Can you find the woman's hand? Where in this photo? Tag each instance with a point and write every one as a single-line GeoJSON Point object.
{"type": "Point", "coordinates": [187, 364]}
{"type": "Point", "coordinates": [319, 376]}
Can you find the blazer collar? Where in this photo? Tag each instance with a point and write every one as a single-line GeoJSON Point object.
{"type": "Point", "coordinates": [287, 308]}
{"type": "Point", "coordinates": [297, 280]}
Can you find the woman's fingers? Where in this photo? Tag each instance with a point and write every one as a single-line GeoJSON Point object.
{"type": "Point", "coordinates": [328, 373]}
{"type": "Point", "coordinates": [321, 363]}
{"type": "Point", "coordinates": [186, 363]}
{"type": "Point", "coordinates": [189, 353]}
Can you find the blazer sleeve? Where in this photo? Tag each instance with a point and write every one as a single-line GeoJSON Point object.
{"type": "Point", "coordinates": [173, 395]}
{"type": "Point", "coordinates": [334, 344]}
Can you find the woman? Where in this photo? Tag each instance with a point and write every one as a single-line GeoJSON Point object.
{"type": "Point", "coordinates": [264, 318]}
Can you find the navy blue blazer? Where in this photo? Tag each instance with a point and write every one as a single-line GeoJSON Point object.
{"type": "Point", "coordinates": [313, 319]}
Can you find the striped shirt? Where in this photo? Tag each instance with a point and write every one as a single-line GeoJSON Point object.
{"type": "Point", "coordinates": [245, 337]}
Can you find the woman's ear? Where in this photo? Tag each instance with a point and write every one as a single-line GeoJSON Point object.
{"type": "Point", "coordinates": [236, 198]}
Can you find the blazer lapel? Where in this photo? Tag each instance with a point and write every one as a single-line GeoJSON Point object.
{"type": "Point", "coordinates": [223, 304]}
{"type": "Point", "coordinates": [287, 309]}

┄┄┄┄┄┄┄┄┄┄

• TASK: Please write out each of the entries above word for word, with every line unchanged and in its original order.

• REPLY:
Can you find the woman's hand? Where in this photo? Tag each instance with a point and write every one as a single-line GeoJSON Point object.
{"type": "Point", "coordinates": [187, 364]}
{"type": "Point", "coordinates": [319, 376]}
Can you find the blazer collar? Where in this photo? Tag each instance with a point and write every one as a single-line GeoJSON Point object.
{"type": "Point", "coordinates": [287, 308]}
{"type": "Point", "coordinates": [297, 280]}
Can you find the woman's fingers? Where in this photo? Tag each instance with a point and write every one as a single-line GeoJSON Point object.
{"type": "Point", "coordinates": [328, 373]}
{"type": "Point", "coordinates": [321, 363]}
{"type": "Point", "coordinates": [186, 363]}
{"type": "Point", "coordinates": [189, 353]}
Can you find the blazer sleeve? Where in this photo? Tag each instance with a point and write every one as a single-line GeoJSON Point object.
{"type": "Point", "coordinates": [173, 395]}
{"type": "Point", "coordinates": [334, 344]}
Can you find the woman? Where in this photo? Tag each instance with a point and write every one as a single-line GeoJSON Point object.
{"type": "Point", "coordinates": [264, 318]}
Can you find the navy blue blazer? Where in this photo? Tag each instance with a point and write every one as a single-line GeoJSON Point object.
{"type": "Point", "coordinates": [313, 319]}
Can you find the striped shirt? Where in this photo? Tag each instance with a point and write every one as a single-line GeoJSON Point object.
{"type": "Point", "coordinates": [245, 337]}
Can you find the woman's ear? Where in this photo? Tag each instance with a point and write every one as a single-line GeoJSON Point object.
{"type": "Point", "coordinates": [236, 198]}
Can you find the blazer lapel? Where in this photo? Tag each instance with a point and write every one as a single-line GeoJSON Point object.
{"type": "Point", "coordinates": [223, 304]}
{"type": "Point", "coordinates": [287, 309]}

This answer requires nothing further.